### Written instruction
Repeat the whole of the data, keeping every detail the same.

##### Raw records #####

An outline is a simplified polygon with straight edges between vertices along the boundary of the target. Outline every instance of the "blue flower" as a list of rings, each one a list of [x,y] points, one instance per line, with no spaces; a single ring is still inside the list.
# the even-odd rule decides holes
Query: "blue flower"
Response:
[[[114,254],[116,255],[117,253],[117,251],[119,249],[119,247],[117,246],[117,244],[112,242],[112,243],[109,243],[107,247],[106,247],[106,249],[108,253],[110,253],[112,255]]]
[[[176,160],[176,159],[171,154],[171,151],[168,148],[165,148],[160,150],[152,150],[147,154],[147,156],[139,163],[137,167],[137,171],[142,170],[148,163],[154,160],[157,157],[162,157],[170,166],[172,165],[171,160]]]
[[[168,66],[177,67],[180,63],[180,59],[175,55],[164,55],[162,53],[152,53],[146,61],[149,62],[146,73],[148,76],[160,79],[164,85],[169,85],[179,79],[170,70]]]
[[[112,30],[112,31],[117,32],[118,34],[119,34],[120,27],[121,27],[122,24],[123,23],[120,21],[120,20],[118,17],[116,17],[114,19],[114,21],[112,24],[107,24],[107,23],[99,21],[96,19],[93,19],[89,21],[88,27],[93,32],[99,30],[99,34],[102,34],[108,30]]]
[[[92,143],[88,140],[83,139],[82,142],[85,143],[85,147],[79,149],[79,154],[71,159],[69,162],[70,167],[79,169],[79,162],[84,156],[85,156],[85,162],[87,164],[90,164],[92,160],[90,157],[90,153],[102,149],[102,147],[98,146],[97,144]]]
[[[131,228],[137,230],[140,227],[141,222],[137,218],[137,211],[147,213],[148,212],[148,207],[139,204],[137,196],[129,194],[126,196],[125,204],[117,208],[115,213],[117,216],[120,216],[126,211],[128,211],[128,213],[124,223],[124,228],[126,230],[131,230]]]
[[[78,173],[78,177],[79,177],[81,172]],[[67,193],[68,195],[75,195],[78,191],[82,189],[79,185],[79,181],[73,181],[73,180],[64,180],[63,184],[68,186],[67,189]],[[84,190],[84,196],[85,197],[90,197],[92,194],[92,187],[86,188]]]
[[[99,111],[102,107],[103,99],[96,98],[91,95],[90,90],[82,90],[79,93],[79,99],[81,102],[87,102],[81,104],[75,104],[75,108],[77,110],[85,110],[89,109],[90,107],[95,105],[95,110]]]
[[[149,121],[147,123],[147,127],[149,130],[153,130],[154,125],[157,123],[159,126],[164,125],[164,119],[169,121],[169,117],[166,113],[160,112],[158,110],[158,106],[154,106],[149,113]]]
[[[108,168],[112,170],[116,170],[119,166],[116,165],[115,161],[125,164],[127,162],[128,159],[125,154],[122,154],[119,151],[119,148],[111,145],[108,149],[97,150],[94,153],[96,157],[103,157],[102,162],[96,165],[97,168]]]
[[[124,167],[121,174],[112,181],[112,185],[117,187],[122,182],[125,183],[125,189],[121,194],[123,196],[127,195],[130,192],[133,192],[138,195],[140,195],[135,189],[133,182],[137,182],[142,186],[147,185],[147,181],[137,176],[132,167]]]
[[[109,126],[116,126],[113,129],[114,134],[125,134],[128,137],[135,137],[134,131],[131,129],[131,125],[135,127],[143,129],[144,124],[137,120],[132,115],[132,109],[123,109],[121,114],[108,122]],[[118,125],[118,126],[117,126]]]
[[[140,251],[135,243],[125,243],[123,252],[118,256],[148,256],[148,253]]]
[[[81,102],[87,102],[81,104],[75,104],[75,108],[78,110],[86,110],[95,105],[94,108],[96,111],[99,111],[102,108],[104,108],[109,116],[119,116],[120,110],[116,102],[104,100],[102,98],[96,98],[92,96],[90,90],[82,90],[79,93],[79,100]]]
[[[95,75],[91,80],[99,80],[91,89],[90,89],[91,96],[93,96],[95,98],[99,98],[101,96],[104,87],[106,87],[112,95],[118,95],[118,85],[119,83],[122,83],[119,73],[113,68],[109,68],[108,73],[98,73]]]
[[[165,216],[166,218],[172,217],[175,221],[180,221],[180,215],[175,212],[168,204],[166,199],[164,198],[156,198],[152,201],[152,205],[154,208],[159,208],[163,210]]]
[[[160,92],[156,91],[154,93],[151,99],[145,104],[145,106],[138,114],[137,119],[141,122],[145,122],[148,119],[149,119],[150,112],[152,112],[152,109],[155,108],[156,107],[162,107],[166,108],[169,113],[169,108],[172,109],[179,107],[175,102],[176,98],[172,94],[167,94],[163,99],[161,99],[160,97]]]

#####

### Expected output
An outline is a simplified polygon with straight edges between vertices along the boundary of the target. Outline every instance of the "blue flower" as a list of rings, each one a list of [x,y] points, one instance per line, with no spaces; a single ring is still inside the list.
# the even-odd rule decides holes
Query: "blue flower"
Response:
[[[114,254],[116,255],[117,253],[117,251],[119,249],[119,247],[117,246],[117,244],[112,242],[112,243],[109,243],[107,247],[106,247],[106,249],[108,253],[110,253],[112,255]]]
[[[176,160],[176,159],[171,154],[171,151],[168,148],[165,148],[160,150],[152,150],[147,154],[147,156],[139,163],[137,167],[137,171],[142,170],[148,163],[154,160],[157,157],[162,157],[170,166],[172,165],[171,160]]]
[[[168,66],[177,67],[180,63],[180,59],[175,55],[164,55],[162,53],[152,53],[146,61],[149,62],[146,73],[148,76],[160,79],[164,85],[169,85],[179,79],[170,70]]]
[[[112,30],[112,31],[117,32],[118,34],[119,34],[120,27],[121,27],[122,24],[123,23],[120,21],[120,20],[118,17],[116,17],[114,19],[114,21],[112,24],[107,24],[107,23],[99,21],[96,19],[93,19],[89,21],[88,27],[93,32],[99,30],[99,34],[102,34],[108,30]]]
[[[92,143],[88,140],[83,139],[82,142],[85,143],[85,147],[79,149],[79,154],[71,159],[69,162],[70,167],[79,169],[79,162],[84,156],[85,156],[85,162],[87,164],[90,164],[92,160],[90,157],[90,153],[102,149],[102,147],[98,146],[97,144]]]
[[[131,228],[137,230],[140,227],[141,222],[137,218],[137,211],[147,213],[148,212],[148,207],[139,204],[137,196],[129,194],[126,196],[125,204],[117,208],[115,213],[117,216],[120,216],[126,211],[128,211],[128,213],[124,223],[124,228],[126,230],[131,230]]]
[[[78,173],[78,177],[79,177],[81,172]],[[67,193],[68,195],[75,195],[78,191],[82,189],[79,185],[79,181],[73,181],[73,180],[64,180],[63,184],[68,186],[67,189]],[[84,190],[84,196],[85,197],[90,197],[92,194],[92,187],[86,188]]]
[[[99,111],[102,107],[103,99],[96,98],[91,95],[90,90],[82,90],[79,93],[79,99],[81,102],[87,102],[81,104],[75,104],[75,108],[77,110],[85,110],[89,109],[90,107],[95,105],[95,110]]]
[[[149,121],[147,123],[147,127],[149,130],[153,130],[154,125],[157,123],[159,126],[164,125],[164,119],[169,121],[169,117],[166,113],[160,112],[158,110],[158,106],[154,106],[149,113]]]
[[[108,168],[112,170],[116,170],[119,166],[116,165],[115,161],[125,164],[127,162],[128,159],[125,154],[122,154],[119,151],[119,148],[111,145],[108,149],[97,150],[94,153],[96,157],[103,157],[102,162],[96,165],[97,168]]]
[[[124,167],[121,174],[112,181],[112,185],[117,187],[122,182],[125,183],[125,189],[121,194],[123,196],[127,195],[130,192],[133,192],[138,195],[140,195],[135,189],[133,182],[137,182],[142,186],[147,185],[147,181],[137,176],[132,167]]]
[[[109,126],[116,126],[113,129],[114,134],[125,134],[128,137],[135,137],[134,131],[131,129],[131,125],[135,127],[143,129],[144,124],[137,120],[132,115],[132,109],[123,109],[121,114],[108,122]],[[118,125],[118,126],[117,126]]]
[[[140,251],[135,243],[125,243],[123,252],[118,256],[148,256],[148,253]]]
[[[81,102],[87,102],[81,104],[75,104],[75,108],[78,110],[86,110],[95,105],[94,108],[96,111],[99,111],[102,108],[104,108],[109,116],[119,116],[120,110],[116,102],[104,100],[102,98],[96,98],[92,96],[90,90],[82,90],[79,93],[79,100]]]
[[[95,75],[91,80],[99,80],[91,89],[90,89],[91,96],[93,96],[95,98],[99,98],[101,96],[104,87],[106,87],[112,95],[118,95],[118,85],[119,83],[122,83],[119,73],[113,68],[109,68],[108,73],[98,73]]]
[[[165,216],[166,218],[172,217],[175,221],[180,221],[180,215],[175,212],[168,204],[166,199],[164,198],[156,198],[152,201],[152,205],[154,208],[159,208],[163,210]]]
[[[160,92],[156,91],[154,93],[151,99],[145,104],[145,106],[138,114],[137,119],[141,122],[145,122],[148,119],[149,119],[150,112],[152,112],[152,109],[155,108],[156,107],[162,107],[166,108],[169,113],[169,108],[172,109],[179,107],[175,102],[176,98],[172,94],[167,94],[163,99],[161,99],[160,97]]]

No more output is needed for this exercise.